UKBOB: One Billion MRI Labeled Masks for Generalizable 3D Medical Image Segmentation

TL;DR

UKBOB introduces the largest MRI segmentation dataset to date by leveraging UK Biobank data (51,761 full-body MRIs and over 1.37 billion 2D masks across 72 organs), enabled by automatic labeling with TotalVibe Segmentator and quality control via Specialized Organ Label Filter (SOLF). To contend with residual label noise, the authors propose Entropy Test-Time Adaptation (ETTA) and validate labels with UKBOB-manual, achieving strong zero-shot generalization to related abdominal datasets. They train Swin-BOB, a Swin-UNetr-based foundation model, which delivers state-of-the-art results on BRATS and BTCV benchmarks and demonstrates zero-shot transfer to AMOS and BTCV. The work provides code and plans to release filtered labels, significantly advancing scalable, robust 3D medical image segmentation research.

+ + + + +

In the UKBOB summary, please reproduce the passage from "UKBOB introduces the" to "image segmentation research.", substituting "pretrained model" for "foundation model".

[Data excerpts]
+ + + + +

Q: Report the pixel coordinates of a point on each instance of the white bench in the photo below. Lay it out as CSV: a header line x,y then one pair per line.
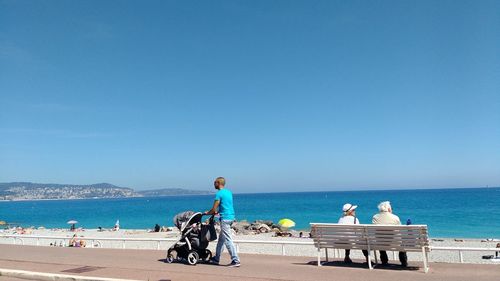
x,y
401,238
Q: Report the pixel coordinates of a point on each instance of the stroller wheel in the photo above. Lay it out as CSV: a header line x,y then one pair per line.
x,y
193,258
208,255
170,258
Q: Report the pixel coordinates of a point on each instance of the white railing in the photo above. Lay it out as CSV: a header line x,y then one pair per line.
x,y
460,250
97,241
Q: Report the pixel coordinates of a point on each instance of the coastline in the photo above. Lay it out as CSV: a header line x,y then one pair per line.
x,y
62,236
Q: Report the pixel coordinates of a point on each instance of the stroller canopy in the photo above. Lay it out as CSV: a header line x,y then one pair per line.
x,y
184,219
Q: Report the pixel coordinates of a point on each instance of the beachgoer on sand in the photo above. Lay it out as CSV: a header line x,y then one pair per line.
x,y
223,205
385,216
349,217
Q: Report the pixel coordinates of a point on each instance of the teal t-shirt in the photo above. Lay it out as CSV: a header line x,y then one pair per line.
x,y
226,209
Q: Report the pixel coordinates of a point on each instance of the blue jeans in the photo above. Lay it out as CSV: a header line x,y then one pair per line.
x,y
226,239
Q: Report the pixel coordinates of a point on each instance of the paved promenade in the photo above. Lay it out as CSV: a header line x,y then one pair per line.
x,y
148,265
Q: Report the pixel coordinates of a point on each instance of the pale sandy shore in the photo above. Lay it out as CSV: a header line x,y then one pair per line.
x,y
291,250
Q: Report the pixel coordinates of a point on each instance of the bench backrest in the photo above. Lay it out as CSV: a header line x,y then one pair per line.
x,y
409,238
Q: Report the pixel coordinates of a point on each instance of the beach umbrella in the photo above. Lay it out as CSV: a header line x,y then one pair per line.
x,y
286,223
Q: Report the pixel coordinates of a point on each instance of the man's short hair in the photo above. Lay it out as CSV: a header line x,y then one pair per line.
x,y
221,180
384,206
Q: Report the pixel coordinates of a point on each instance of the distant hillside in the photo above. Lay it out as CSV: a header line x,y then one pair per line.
x,y
43,191
38,191
172,192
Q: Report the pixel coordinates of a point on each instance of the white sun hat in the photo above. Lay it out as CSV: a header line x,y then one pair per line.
x,y
349,207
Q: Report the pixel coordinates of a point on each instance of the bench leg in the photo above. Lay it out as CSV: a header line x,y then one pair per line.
x,y
425,259
370,259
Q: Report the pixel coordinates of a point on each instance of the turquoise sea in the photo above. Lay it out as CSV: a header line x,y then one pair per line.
x,y
464,213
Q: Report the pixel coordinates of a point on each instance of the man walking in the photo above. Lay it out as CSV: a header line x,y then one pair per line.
x,y
223,205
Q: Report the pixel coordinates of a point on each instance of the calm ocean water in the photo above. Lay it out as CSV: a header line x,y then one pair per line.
x,y
467,213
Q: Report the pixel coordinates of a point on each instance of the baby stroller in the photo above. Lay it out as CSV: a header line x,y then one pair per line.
x,y
195,237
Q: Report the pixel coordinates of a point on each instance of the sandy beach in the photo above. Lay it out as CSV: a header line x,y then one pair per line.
x,y
291,250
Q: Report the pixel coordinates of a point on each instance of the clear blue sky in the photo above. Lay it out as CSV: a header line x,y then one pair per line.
x,y
273,95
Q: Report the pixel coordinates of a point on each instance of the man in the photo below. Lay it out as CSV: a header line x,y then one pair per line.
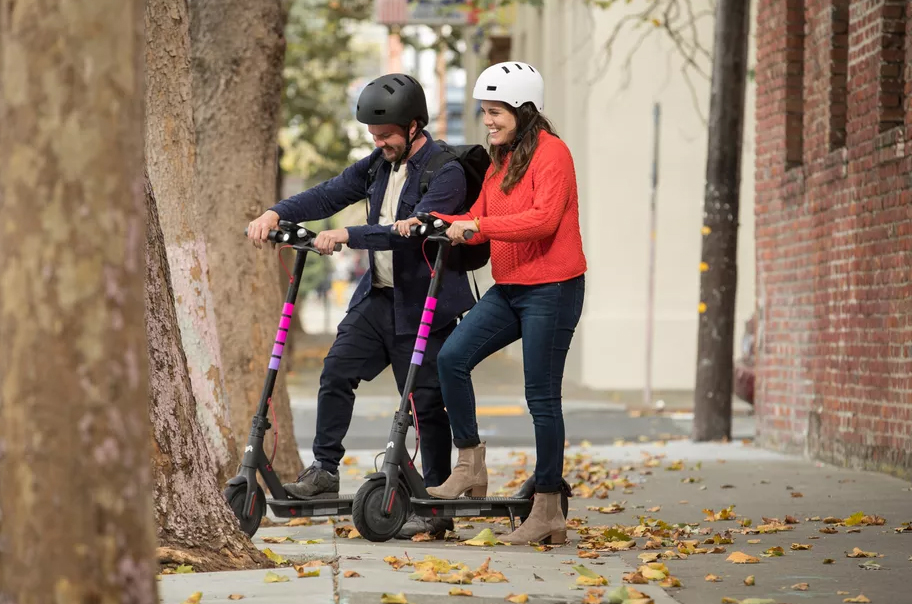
x,y
385,310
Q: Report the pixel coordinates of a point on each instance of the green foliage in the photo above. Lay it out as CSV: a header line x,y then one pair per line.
x,y
320,65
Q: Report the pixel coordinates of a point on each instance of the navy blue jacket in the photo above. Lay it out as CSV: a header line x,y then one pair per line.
x,y
411,275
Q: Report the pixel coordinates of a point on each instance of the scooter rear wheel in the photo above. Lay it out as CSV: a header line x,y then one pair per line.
x,y
235,496
368,515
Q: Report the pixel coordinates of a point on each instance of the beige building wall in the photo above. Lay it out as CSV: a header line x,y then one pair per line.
x,y
606,118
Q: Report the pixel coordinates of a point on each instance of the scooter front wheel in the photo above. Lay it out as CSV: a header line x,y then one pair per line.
x,y
368,514
235,496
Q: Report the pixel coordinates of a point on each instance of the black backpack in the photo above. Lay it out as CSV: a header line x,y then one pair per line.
x,y
475,161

+ + + + +

RESULT:
UKBOB introduces the largest MRI segmentation dataset to date by leveraging UK Biobank data (51,761 full-body MRIs and over 1.37 billion 2D masks across 72 organs), enabled by automatic labeling with TotalVibe Segmentator and quality control via Specialized Organ Label Filter (SOLF). To contend with residual label noise, the authors propose Entropy Test-Time Adaptation (ETTA) and validate labels with UKBOB-manual, achieving strong zero-shot generalization to related abdominal datasets. They train Swin-BOB, a Swin-UNetr-based pretrained model, which delivers state-of-the-art results on BRATS and BTCV benchmarks and demonstrates zero-shot transfer to AMOS and BTCV. The work provides code and plans to release filtered labels, significantly advancing scalable, robust 3D medical image segmentation research.